━━━ Page excerpt ━━━

Frederick Reiken, Day for Night
Frederick Reiken’s third novel, Day for Night, begins with a quote from Jorge Luis Borges:
“This web of time – the strands of which approach one another, bifurcate, intersect, or ignore each other through the centuries – embraces every possibility. We do not exist in most of them. In some you exist and I do not, while in others I do, and you do not, and in yet others both of us exist.”
At first blush Borges is simply making a point about possible worlds, an argument for contingency and chance. To embrace every possibility is to accept no one reality is privileged, no truth absolute.
Yet threaded into Borges’s words is another implication, a suggestion that to accept the infinity of possible worlds embraces every possibility is also to recognise that everything, in some deep sense, is connected, to glimpse something of the way each possible world contains and implies every other, of the way all of our lives bear within themselves other lives unlived, possibilities unexplored.

━━━ Data records ━━━

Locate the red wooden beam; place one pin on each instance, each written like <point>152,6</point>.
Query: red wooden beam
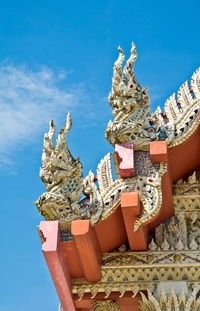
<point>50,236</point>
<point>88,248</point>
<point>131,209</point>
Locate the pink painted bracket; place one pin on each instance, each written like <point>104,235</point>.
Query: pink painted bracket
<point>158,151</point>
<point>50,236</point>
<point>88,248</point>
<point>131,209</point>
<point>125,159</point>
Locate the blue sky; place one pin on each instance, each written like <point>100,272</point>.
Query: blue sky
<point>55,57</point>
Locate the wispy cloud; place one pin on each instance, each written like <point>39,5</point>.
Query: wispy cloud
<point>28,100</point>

━━━
━━━ Data records ━━━

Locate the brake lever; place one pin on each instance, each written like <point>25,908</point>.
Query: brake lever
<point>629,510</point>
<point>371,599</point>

━━━

▸ **Problems to work on**
A) Answer these from the Day for Night piece:
(i) Which of Frederick Reiken's novels is Day for Night?
(ii) Whose words open the novel?
(iii) According to the quoted passage, in how many of the strands of time do "we" exist?
B) Resume the Day for Night piece and carry it on after its final sentence.

▸ **Task-by-task outputs**
A)
(i) His third novel.
(ii) Jorge Luis Borges's.
(iii) Not in most of them.

B)
This vision, at once dizzying and consoling, lies at the heart of Day for Night, a book that seeks to illustrate the many deep and improbable ways that lives, seemingly unconnected, are in fact deeply intertwined.
Perhaps appropriately given its subject matter, the novel is constructed not as a unitary narrative but as a series of 10 discrete stories that are nonetheless connected, both by the intersecting lives of their characters and by their larger preoccupation with the way our lives are intimately connected to those of people we may never meet, or to historical events we may never understand.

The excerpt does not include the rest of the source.